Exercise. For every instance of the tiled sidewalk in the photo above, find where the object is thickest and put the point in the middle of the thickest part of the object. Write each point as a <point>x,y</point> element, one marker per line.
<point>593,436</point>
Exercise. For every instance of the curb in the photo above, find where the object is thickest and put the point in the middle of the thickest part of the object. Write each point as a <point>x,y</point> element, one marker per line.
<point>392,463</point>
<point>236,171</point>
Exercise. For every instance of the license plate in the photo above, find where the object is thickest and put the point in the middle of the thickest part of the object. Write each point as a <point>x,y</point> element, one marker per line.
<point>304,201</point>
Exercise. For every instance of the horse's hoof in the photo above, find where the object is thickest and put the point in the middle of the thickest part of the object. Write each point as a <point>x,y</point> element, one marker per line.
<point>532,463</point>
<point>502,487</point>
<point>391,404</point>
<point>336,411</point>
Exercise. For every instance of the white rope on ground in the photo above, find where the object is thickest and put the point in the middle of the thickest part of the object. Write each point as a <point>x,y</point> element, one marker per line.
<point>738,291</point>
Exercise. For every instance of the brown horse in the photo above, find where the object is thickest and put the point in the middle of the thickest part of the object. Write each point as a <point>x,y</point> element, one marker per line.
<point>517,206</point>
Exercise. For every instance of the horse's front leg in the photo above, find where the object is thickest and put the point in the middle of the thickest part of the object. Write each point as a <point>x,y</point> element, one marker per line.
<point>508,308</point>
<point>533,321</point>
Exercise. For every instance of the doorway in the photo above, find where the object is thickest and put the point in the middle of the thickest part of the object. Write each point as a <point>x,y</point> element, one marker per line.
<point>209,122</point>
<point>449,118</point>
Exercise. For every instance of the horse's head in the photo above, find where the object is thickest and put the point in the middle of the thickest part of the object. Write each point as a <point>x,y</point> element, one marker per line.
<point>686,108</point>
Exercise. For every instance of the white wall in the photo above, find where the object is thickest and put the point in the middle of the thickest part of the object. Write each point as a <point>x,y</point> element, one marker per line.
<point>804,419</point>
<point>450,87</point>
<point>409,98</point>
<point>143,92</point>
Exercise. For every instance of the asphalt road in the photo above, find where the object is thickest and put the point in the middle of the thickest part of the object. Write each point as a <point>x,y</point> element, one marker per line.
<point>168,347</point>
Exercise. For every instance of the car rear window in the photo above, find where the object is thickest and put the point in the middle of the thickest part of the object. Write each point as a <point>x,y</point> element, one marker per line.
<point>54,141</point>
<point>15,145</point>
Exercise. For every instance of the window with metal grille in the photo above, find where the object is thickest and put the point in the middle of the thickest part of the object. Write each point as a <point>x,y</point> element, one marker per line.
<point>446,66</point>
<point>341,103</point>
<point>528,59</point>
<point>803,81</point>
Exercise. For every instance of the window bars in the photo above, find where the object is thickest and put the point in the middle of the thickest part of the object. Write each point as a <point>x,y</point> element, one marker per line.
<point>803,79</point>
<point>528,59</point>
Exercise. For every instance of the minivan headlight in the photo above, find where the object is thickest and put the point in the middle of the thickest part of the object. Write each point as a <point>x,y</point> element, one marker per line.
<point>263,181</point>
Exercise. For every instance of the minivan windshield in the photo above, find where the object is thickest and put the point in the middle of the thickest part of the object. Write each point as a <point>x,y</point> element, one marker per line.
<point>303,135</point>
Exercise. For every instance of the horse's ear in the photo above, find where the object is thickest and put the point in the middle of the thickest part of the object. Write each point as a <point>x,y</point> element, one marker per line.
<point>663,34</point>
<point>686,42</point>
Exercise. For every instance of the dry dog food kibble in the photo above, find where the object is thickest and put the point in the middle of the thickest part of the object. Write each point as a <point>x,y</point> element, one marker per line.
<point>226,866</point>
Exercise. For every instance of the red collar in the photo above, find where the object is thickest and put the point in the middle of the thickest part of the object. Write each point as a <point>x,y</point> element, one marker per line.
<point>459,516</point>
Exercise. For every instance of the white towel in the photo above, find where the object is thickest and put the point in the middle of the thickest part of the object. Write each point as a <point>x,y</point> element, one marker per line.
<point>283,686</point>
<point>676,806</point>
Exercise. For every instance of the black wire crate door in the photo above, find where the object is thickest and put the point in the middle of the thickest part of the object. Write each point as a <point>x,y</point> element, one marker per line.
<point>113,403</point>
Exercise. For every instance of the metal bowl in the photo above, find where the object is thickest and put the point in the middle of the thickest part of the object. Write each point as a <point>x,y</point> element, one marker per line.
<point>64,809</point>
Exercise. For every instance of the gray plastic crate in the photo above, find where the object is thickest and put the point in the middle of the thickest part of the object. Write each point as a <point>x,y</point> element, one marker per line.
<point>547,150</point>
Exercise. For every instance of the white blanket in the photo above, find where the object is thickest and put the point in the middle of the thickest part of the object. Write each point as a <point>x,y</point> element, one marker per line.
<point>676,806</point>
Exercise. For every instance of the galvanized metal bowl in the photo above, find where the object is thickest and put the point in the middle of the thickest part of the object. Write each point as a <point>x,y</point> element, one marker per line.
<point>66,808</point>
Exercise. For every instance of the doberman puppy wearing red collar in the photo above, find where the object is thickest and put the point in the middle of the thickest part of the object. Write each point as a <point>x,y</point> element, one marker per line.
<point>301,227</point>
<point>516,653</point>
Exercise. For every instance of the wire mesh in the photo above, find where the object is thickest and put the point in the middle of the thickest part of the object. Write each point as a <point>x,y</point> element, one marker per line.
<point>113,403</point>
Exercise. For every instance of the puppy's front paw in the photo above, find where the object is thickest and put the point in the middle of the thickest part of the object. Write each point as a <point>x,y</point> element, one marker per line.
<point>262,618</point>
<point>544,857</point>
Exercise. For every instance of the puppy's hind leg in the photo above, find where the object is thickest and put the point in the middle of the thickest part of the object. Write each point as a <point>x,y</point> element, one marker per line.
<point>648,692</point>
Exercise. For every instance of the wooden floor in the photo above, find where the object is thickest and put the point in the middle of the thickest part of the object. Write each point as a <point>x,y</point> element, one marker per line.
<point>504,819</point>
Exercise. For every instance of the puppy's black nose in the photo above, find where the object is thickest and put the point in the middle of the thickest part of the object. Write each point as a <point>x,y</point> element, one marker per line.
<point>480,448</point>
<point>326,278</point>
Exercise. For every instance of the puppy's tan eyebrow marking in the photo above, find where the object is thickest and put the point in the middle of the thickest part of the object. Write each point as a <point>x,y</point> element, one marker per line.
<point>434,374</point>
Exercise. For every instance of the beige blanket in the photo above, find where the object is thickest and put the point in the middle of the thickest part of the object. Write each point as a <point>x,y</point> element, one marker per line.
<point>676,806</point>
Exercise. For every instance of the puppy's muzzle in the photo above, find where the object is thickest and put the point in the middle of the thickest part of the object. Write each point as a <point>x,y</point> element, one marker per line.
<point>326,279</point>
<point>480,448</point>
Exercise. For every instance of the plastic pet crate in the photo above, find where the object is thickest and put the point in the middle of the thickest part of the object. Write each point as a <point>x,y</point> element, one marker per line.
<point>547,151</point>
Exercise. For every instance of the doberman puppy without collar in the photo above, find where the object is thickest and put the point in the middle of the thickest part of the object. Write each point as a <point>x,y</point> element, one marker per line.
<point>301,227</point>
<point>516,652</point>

---+---

→ Brief
Convert all the entries above into a CSV file with two columns, "instruction" and "answer". Use one row per entry, put each field in double quotes, and replace any line breaks inside a field with spaces.

→ Correct answer
instruction,answer
"Exercise. For every instance of the tiled sidewalk in the photo above, find where the object is thickest and put the point in the middle of the thickest part of the object. Write each point as a <point>x,y</point> element, one marker per line.","<point>593,436</point>"
"Exercise. For every instance of the curb in the photo above, find where the object is thickest and put the point in the middle of the thickest part of the object. Write each point as a <point>x,y</point> element, one marker per line.","<point>392,463</point> <point>236,171</point>"
"Exercise. For every instance of the license plate in the photo above, find where the object is thickest and put the point in the middle of the thickest part of the object. Write each point as a <point>x,y</point> element, one marker per line.","<point>304,201</point>"
"Exercise. For every instance of the horse's hoof in the photo above, find where the object is thickest and put the point in the middle of the thickest part of the object. Write each point as a <point>x,y</point> element, one marker per line.","<point>532,463</point> <point>502,487</point> <point>391,404</point> <point>336,411</point>"
"Exercise. For every instance of the white rope on ground in the photo above, find where the object is thickest and put the point in the middle of the thickest part of the object. Write each point as a <point>x,y</point> element, one marker per line.","<point>738,291</point>"
"Exercise. For every instance of the brown horse in the photo above, find where the object is thickest and put the point in the middle of the thickest part of the object. Write each point as a <point>x,y</point> element, one marker per line.","<point>517,206</point>"
"Exercise. For every instance of the horse's front leg in the photo above, find where the object is thickest and put the point in the middle of the thickest part of the object. Write each point as a <point>x,y</point> element, one marker per line.","<point>508,308</point> <point>533,321</point>"
"Exercise. For every instance of the doorway in the photo above, find where the object is thickest and put the point in the middle of the thickest part of the object. Write each point as a <point>x,y</point> element, one marker per line.","<point>209,122</point> <point>449,118</point>"
"Exercise. For every instance of the horse's head in the photo above, find where the object is thickest and put the point in the middle of the thickest part of the object. Write each point as a <point>x,y</point> element, one marker per line.","<point>686,108</point>"
"Exercise. For every instance of the white wall in the photo above, find where the object is thickest and put the point in the middle of the thickest part of the object. Write each point as a <point>x,y</point> element, one marker per line.","<point>804,419</point> <point>450,87</point> <point>409,98</point> <point>143,92</point>"
"Exercise. For every instance of the asphalt road in the photo above, find where the object is thickest and put the point in the middle of the thickest part of the object. Write each point as a <point>x,y</point> element, one marker per line.","<point>168,347</point>"
"Exercise. For every instance of the car rear window in the photo above, find where the object is thickest and put the point in the middle of the thickest part of the object. Write each point as a <point>x,y</point> element, one marker per line.","<point>54,141</point> <point>15,145</point>"
"Exercise. For every instance of the window with metal grille in the photo above, find where the object is thickest and put the point in the middle of the thickest part of the object. Write each point as a <point>x,y</point> element, one marker per line.","<point>446,66</point> <point>341,103</point> <point>528,59</point> <point>803,81</point>"
"Exercise. For every instance of the window bars in the photo above, find where the object is thickest and put the point in the middle of the thickest part of the object. Write each point as a <point>x,y</point> element, one marker per line.","<point>803,79</point> <point>528,59</point>"
"Exercise. For every instance of the minivan headlight in the photo above, find where the object is thickest and put the point in the middle of the thickest part of the object. Write each point as a <point>x,y</point> element, one marker per line.","<point>263,181</point>"
"Exercise. For every instance of the minivan windshield in the photo above, find where the object is thickest and put the point in the middle of the thickest part of the object. Write each point as a <point>x,y</point> element, one marker per line.","<point>303,135</point>"
"Exercise. For every instance of the horse's ear in the photo above, find where the object is thickest and put the point in the middle of the thickest part of the object. Write each point as a <point>x,y</point> element, one marker per line.","<point>663,34</point> <point>686,42</point>"
"Exercise. For every instance of the dry dog food kibble in the photo above, find where the object is thickest and put the point in the middle of the thickest part of the object. Write each point as a <point>x,y</point> element, one marker per line.","<point>226,866</point>"
"Exercise. For every instance of the red collar in the photo above, find where the object is thickest and put the point in the middle of the thickest part of the object. Write each point as a <point>x,y</point> element, one marker per line.","<point>459,516</point>"
"Exercise. For every instance of the white towel in the photo above, find where the object is thickest and put the point in the middle of the thickest part of the object. Write each point as a <point>x,y</point> element, one marker per line.","<point>283,686</point> <point>676,806</point>"
"Exercise. For every instance of the black wire crate door in the photo above, find where the object is thickest and put the point in the middle of the thickest part of the object. Write each point as a <point>x,y</point> element, one marker per line.","<point>113,403</point>"
"Exercise. For every instance of the metal bowl in the photo above, find where the object is thickest and put the point in the middle of the thickest part of the object. Write each point as a <point>x,y</point> element, one marker per line.","<point>64,809</point>"
"Exercise. For every instance of the gray plastic crate in the photo above, find where the object is thickest and put the point in the middle of the thickest part of the object. Write each point as a <point>x,y</point> element, one marker per line.","<point>547,150</point>"
"Exercise. For every instance of the white blanket in the photo above, find where the object is thickest and put the point in the middle of the thickest part of the object. Write each point as a <point>x,y</point> element, one marker per line.","<point>676,806</point>"
"Exercise. For every instance of the galvanized metal bowl in the photo above, find where the object is thickest and put the point in the middle of the thickest part of the object. Write each point as a <point>x,y</point> element, one marker per line.","<point>66,808</point>"
"Exercise. For every instance of the doberman puppy wearing red collar in the photo above, find where the object is thickest and put the point in the middle of the thickest part of the object. Write each point as a <point>x,y</point> element, one marker per line.","<point>301,227</point> <point>516,653</point>"
"Exercise. For every instance of the wire mesh in the photo above, find where the object is thickest and put the point in the middle of the thickest part of the object. Write each point as a <point>x,y</point> element, one marker per line.","<point>113,403</point>"
"Exercise. For every instance of the puppy's front paw in the photo above, find where the object is thickest and put the point in the middle of the thickest part of the object. Write each point as a <point>x,y</point> element, one marker per line.","<point>262,618</point> <point>544,857</point>"
"Exercise. For every instance of the puppy's hind leg in the photo above, find where the object is thickest and put the point in the middle of the thickest part of the object. Write each point as a <point>x,y</point> element, one marker per line.","<point>648,692</point>"
"Exercise. For every instance of the wooden floor in the photo above, find where the object is thickest and put the point in the middle of the thickest part of the object. Write each point as a <point>x,y</point> element, one marker per line.","<point>504,819</point>"
"Exercise. For every instance of the puppy's black nose in the photo above, find where the object is thickest and put the point in the middle of the thickest part of the object. Write each point as a <point>x,y</point> element, one marker per line.","<point>480,448</point> <point>326,278</point>"
"Exercise. For every instance of the puppy's tan eyebrow marking in the photo above, find where the object is thickest and put the point in the middle of the thickest part of the object. Write each point as a <point>x,y</point> element, one marker per line.","<point>434,374</point>"
"Exercise. For every instance of the beige blanket in the photo above, find where the object is thickest and put the point in the middle of the thickest part of the object. Write each point as a <point>x,y</point> element, one marker per line.","<point>676,806</point>"
"Exercise. For every instance of the puppy's muzzle in the photo above, find where the object is thickest and put the point in the middle of the thickest part of the object. Write each point as a <point>x,y</point> element, one marker per line.","<point>326,279</point> <point>480,448</point>"
"Exercise. For every instance of the plastic pet crate in the photo above, find where the object is thickest and put the point in the middle of the thickest part of the object. Write each point as a <point>x,y</point> element, one marker per line.","<point>547,151</point>"
"Exercise. For every instance of the doberman puppy without collar in the photo above, find where the object is thickest and put the point in the middle of the thickest part of the object. Write each point as a <point>x,y</point> element, one marker per line.","<point>301,227</point> <point>516,652</point>"